_DO THIS:_
Starting at the line that contains "Guideline: for every instance of the hanger shoulder" and ending at the last line of the material, rewrite only those lines with "innermost point" replaced by "central point" and all else left unchanged.

Data entries:

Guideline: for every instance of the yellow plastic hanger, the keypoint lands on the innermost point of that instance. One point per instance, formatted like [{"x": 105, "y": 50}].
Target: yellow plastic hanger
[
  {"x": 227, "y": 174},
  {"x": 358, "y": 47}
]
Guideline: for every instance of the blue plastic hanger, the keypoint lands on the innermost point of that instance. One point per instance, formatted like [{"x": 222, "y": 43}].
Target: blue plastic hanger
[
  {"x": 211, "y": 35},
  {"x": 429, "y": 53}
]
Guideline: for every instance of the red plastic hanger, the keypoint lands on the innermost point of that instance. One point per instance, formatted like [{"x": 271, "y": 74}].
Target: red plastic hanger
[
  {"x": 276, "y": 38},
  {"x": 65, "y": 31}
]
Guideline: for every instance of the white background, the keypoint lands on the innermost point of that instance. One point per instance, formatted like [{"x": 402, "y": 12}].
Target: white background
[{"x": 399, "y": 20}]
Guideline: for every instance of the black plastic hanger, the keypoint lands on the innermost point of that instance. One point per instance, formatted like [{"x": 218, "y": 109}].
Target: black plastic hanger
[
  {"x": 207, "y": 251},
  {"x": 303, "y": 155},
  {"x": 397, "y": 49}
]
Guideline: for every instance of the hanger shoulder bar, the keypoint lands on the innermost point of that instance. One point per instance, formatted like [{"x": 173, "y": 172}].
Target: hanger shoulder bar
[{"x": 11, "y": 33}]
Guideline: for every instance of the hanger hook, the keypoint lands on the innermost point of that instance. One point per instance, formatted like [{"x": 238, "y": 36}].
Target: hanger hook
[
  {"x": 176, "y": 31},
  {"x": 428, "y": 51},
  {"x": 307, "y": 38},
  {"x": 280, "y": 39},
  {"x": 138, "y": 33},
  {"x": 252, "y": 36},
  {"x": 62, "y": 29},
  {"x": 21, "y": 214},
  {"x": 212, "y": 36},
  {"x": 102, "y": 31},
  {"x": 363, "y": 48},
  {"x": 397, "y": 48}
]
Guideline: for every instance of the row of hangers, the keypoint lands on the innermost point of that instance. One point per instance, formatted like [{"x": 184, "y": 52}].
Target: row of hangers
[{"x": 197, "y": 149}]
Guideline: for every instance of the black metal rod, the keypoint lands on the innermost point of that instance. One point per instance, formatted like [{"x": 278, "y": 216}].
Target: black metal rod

_EXERCISE OUTPUT:_
Guideline: for every instance of the hanger shoulder bar, the keypoint lands on the central point of that instance. One point per instance, formatted like [{"x": 173, "y": 172}].
Target: hanger shoulder bar
[{"x": 11, "y": 33}]
Guideline: for every instance of the hanger hook, the keypoint lands on the central point of that instance. One point per instance, formatted like [{"x": 238, "y": 36}].
Target: hanger hook
[
  {"x": 176, "y": 31},
  {"x": 428, "y": 51},
  {"x": 307, "y": 38},
  {"x": 280, "y": 39},
  {"x": 138, "y": 33},
  {"x": 252, "y": 36},
  {"x": 62, "y": 29},
  {"x": 21, "y": 214},
  {"x": 212, "y": 36},
  {"x": 102, "y": 31},
  {"x": 363, "y": 48},
  {"x": 397, "y": 48}
]
Guideline: for every instance of the row of hangers, the keypoint lands on the central point of that instance. One point per instance, formatted like [{"x": 184, "y": 52}].
Target: row of hangers
[{"x": 197, "y": 149}]
Guideline: for every instance of the black metal rod, the keypoint lands on the central point of that instance. One point per instance, formatted like [{"x": 278, "y": 216}].
Target: black metal rod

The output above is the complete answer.